[START OF Material for the task]

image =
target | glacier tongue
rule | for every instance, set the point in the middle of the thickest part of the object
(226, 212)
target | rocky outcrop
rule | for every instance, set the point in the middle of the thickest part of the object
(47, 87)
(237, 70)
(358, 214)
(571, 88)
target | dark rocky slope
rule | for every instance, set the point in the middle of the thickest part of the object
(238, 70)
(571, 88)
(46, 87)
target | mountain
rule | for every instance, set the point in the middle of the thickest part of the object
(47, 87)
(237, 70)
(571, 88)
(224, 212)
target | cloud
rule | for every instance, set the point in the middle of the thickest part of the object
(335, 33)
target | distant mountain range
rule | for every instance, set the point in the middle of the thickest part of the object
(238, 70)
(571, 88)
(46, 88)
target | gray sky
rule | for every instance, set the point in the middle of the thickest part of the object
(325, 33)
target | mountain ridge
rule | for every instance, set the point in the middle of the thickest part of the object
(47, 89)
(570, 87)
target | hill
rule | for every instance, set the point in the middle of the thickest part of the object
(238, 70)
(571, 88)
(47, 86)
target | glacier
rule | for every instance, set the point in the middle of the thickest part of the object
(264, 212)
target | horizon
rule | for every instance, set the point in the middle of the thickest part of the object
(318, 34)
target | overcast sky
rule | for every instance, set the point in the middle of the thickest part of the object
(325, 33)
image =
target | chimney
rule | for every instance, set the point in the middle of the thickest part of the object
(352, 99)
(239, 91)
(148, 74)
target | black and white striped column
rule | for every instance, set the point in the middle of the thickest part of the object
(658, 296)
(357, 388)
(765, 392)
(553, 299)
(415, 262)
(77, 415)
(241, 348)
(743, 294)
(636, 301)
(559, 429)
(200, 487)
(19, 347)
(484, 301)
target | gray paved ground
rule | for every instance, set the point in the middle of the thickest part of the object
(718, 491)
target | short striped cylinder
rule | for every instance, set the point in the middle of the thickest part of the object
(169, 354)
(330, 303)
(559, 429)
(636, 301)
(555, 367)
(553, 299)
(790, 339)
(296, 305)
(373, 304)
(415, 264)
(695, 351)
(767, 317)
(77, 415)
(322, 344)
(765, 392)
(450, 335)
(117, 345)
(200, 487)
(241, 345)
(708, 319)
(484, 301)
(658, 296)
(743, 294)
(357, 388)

[END OF Material for the task]

### Objective
Copy the listing above verbatim, starting at the line containing "target | overcast sky" and ending at its last line, both included.

### Answer in full
target | overcast sky
rule | for every instance, set the point in the middle of the thickest part of the object
(325, 33)
image =
target | chimney
rule | for every instance, set the point in the middle of the thickest part of the object
(352, 99)
(239, 91)
(148, 74)
target | black and white striped column
rule | for every instance, set the point in the middle of the thickest part of the object
(658, 296)
(357, 388)
(765, 392)
(553, 299)
(415, 262)
(77, 415)
(241, 348)
(743, 294)
(636, 301)
(559, 429)
(200, 487)
(19, 347)
(484, 301)
target | gray paved ground
rule | for every instance, set the point in the middle of the thickest part of the object
(718, 491)
target | short striped cylinder
rule | for every instance, set the point in the middle of the thickest part of the object
(169, 354)
(330, 303)
(559, 429)
(636, 301)
(555, 367)
(553, 299)
(790, 339)
(296, 305)
(373, 304)
(415, 264)
(695, 351)
(767, 317)
(77, 415)
(322, 344)
(765, 392)
(450, 335)
(117, 345)
(200, 487)
(241, 345)
(708, 319)
(484, 301)
(658, 296)
(743, 294)
(357, 388)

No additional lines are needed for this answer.